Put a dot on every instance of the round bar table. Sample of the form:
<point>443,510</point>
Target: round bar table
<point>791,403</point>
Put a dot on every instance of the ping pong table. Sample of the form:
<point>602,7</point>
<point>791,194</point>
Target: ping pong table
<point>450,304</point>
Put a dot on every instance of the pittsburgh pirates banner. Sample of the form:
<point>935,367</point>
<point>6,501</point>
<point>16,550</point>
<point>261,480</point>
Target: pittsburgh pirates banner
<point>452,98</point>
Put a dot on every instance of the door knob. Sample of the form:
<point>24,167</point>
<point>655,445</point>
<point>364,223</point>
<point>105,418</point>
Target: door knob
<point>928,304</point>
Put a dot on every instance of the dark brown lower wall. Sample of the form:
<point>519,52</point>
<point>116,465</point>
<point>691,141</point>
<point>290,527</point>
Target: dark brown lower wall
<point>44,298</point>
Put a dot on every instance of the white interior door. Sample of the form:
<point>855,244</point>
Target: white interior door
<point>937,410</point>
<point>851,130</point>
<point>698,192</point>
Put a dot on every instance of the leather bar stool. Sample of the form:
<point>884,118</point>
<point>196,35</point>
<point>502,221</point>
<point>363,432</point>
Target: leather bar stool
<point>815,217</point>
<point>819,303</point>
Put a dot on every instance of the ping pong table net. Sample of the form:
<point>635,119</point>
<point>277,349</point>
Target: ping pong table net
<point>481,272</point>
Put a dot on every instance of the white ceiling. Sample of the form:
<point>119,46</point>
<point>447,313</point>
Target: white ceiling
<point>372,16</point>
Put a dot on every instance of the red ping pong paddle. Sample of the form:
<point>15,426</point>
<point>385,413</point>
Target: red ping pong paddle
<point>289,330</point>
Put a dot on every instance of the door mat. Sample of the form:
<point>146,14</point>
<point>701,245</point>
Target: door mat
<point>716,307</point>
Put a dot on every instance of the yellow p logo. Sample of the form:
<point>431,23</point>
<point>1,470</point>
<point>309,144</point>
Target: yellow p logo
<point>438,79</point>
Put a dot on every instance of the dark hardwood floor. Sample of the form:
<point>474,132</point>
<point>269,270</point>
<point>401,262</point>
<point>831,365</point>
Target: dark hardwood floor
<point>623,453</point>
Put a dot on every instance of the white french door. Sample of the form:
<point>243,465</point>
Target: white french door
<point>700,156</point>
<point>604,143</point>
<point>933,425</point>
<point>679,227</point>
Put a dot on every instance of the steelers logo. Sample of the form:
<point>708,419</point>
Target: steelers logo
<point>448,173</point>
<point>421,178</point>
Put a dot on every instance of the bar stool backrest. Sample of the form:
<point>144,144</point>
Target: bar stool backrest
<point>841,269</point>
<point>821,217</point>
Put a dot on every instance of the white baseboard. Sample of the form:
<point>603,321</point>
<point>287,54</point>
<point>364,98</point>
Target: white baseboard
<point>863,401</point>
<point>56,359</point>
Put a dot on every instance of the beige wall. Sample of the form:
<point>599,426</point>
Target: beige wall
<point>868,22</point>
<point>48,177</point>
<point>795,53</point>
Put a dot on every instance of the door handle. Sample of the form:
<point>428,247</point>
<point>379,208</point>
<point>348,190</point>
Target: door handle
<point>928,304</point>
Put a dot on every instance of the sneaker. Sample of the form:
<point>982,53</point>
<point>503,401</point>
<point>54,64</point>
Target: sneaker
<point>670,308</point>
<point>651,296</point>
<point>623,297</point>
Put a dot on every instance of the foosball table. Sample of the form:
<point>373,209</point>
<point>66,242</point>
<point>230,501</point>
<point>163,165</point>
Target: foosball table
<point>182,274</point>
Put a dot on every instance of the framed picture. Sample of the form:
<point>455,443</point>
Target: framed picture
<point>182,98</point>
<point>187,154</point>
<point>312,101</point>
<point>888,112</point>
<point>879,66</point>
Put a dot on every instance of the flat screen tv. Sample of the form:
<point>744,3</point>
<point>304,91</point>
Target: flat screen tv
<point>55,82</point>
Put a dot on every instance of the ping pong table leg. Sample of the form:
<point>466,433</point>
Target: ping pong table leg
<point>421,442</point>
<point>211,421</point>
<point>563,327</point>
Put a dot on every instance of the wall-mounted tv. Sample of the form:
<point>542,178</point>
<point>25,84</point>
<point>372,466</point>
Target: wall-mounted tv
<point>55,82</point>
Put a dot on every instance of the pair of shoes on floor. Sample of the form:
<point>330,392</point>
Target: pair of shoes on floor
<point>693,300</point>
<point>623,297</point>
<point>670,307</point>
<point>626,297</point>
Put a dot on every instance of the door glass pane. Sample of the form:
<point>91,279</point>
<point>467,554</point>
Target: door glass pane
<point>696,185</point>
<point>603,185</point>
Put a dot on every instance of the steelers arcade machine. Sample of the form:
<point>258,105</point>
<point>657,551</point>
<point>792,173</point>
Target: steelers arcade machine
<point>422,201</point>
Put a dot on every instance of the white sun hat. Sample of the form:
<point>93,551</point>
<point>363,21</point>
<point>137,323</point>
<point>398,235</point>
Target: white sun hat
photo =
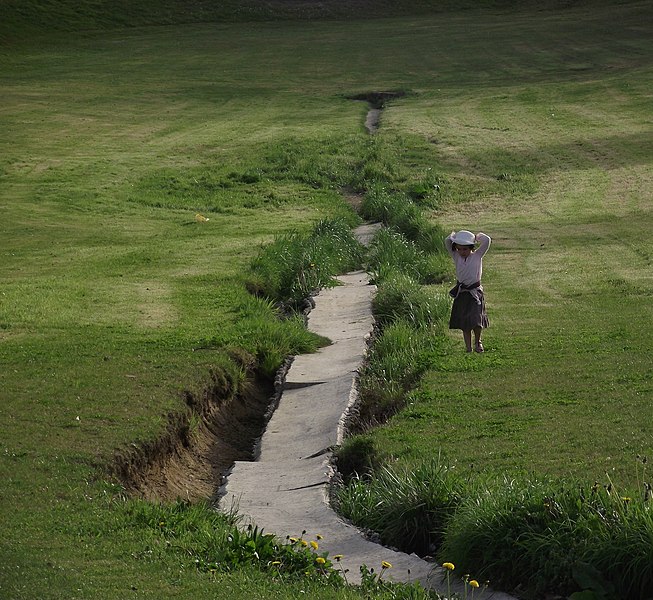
<point>464,238</point>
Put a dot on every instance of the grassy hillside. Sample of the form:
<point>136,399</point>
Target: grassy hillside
<point>115,299</point>
<point>20,19</point>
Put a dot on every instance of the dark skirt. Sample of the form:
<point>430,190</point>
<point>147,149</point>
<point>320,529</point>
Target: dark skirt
<point>467,314</point>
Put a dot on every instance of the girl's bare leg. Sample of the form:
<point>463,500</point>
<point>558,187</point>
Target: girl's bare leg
<point>477,336</point>
<point>467,336</point>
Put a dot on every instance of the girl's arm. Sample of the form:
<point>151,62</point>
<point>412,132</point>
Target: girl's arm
<point>484,241</point>
<point>448,244</point>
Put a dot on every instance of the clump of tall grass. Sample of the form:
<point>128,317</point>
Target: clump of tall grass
<point>398,211</point>
<point>551,536</point>
<point>396,361</point>
<point>401,297</point>
<point>296,265</point>
<point>409,509</point>
<point>391,251</point>
<point>272,336</point>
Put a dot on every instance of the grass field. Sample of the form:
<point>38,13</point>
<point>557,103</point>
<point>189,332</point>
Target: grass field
<point>537,125</point>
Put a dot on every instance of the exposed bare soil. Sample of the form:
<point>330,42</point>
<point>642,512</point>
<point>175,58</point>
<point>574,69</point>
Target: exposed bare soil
<point>200,444</point>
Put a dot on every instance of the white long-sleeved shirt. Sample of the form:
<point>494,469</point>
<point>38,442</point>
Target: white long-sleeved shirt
<point>469,270</point>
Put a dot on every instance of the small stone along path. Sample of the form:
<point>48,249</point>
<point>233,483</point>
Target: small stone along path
<point>286,490</point>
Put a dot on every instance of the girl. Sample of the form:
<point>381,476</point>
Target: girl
<point>468,310</point>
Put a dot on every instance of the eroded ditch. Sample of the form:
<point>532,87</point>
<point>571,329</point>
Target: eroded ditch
<point>218,426</point>
<point>377,101</point>
<point>222,424</point>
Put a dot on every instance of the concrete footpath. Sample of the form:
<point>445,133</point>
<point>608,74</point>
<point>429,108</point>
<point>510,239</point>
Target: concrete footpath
<point>285,491</point>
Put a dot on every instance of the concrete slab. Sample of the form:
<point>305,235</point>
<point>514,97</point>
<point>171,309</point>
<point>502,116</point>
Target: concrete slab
<point>285,491</point>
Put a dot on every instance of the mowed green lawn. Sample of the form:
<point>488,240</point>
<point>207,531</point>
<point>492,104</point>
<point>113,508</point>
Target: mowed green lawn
<point>539,126</point>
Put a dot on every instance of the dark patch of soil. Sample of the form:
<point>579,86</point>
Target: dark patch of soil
<point>378,99</point>
<point>200,444</point>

### EXERCISE DIRECTIONS
The lines from the one holding "<point>488,240</point>" to the final line of the entries, both included, are what should be output, exactly and alone.

### WRITTEN SOLUTION
<point>488,240</point>
<point>207,531</point>
<point>492,104</point>
<point>113,508</point>
Target: mowed green lawn
<point>539,126</point>
Put a dot on every instance of the dark patch of soil. Sample of the form:
<point>579,86</point>
Target: dark patch of soil
<point>378,99</point>
<point>200,444</point>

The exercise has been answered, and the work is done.